**Written problem 1**
In the stored entries, starting at the line containing "moss patch, a" and ending at the last entry, replace "largest circle" with "biggest circle" and leave everything else unchanged.

-- start of Excerpted passage --

Much to my children’s disappointment, I stuck to my old-fashioned belief that kids should watch the stunning Accursed Mountains rather than another episode of Gabby’s Dollhouse. But a lifetime of sharing the backseat of a minivan with two brothers, plus seven years of traveling with my own kids, helped me plan a 700-mile, four-country family road trip that was entertaining, exciting, and enjoyable. Below: the tips and tricks that made it work so well.
Pack kids by the day
Just before we left, I realized my meticulously Google-mapped route sent us over a locals-only seasonal border between North Macedonia and Kosovo. I re-routed us into Albania, adding only a little time but an eighth hotel, and it cemented the need for an expert-level packing plan.
Children’s suitcases are like tiny, pressurized boxes of glitter: explosions of uncontrollable color that will never go back in. Unwilling to fork over an hour to hemming and hawing over the butterfly shirt versus unicorn pants and already dreaming the flood of rainbow dresses that would certainly be in my future, I devised a system.

-- end of Excerpted passage --
-- start of Data provided --

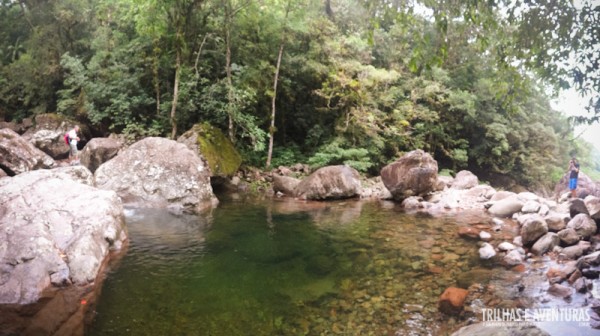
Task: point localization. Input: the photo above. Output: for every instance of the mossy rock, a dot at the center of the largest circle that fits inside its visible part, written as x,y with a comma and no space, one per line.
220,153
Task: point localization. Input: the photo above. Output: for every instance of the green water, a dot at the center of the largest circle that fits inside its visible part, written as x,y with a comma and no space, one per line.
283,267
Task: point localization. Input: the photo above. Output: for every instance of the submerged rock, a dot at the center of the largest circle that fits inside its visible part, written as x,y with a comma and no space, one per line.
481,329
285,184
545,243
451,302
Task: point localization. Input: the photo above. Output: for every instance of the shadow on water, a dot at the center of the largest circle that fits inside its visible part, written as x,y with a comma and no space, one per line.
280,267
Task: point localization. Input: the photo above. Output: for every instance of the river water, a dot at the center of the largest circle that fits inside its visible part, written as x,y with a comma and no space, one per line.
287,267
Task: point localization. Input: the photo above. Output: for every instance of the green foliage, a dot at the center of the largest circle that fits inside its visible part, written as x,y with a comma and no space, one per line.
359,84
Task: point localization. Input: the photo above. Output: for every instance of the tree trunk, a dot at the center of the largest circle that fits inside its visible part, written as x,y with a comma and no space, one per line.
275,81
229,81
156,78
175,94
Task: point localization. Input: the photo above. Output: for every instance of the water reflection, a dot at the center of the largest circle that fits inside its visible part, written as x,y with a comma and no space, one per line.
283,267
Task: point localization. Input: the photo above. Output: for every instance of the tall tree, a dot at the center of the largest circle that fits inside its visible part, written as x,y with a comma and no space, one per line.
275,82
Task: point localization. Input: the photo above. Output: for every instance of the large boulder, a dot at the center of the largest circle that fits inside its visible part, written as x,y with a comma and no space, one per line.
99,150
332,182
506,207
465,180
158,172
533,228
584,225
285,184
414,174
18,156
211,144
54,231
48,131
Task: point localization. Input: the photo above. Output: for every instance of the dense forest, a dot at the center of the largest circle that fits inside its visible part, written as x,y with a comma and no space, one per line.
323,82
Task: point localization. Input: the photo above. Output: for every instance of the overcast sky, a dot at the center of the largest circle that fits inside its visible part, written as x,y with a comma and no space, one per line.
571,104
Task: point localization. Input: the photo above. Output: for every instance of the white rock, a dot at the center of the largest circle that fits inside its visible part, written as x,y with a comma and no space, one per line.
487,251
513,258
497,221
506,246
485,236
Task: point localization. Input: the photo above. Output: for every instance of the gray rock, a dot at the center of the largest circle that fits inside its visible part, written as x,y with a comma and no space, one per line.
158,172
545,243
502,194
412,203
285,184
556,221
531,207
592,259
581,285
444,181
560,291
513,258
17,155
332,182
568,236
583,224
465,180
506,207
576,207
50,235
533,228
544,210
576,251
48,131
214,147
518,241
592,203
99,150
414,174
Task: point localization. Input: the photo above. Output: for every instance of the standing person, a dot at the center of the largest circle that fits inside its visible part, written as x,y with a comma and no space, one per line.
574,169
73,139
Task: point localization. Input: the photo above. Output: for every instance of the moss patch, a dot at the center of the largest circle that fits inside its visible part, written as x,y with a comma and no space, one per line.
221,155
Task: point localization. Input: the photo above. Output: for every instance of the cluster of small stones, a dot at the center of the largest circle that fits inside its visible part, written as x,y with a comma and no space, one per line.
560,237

-- end of Data provided --

**Written problem 2**
From the family road-trip passage, extract the text word for word starting at "Much to my children’s" and ending at "expert-level packing plan.".

**Full output 1**
Task: point localization. Input: the photo above. Output: for every instance of the moss patch, a dot at the center of the biggest circle that fits inside its visible part, written as x,y with a comma and no space, one per line.
221,155
Task: point localization. Input: the photo above. Output: for every instance of the cluster of small stones, a dot at the center of the biggest circle that fits inside its visible part, written as x,y with a comma and no space, one per line.
560,237

**Full output 2**
Much to my children’s disappointment, I stuck to my old-fashioned belief that kids should watch the stunning Accursed Mountains rather than another episode of Gabby’s Dollhouse. But a lifetime of sharing the backseat of a minivan with two brothers, plus seven years of traveling with my own kids, helped me plan a 700-mile, four-country family road trip that was entertaining, exciting, and enjoyable. Below: the tips and tricks that made it work so well.
Pack kids by the day
Just before we left, I realized my meticulously Google-mapped route sent us over a locals-only seasonal border between North Macedonia and Kosovo. I re-routed us into Albania, adding only a little time but an eighth hotel, and it cemented the need for an expert-level packing plan.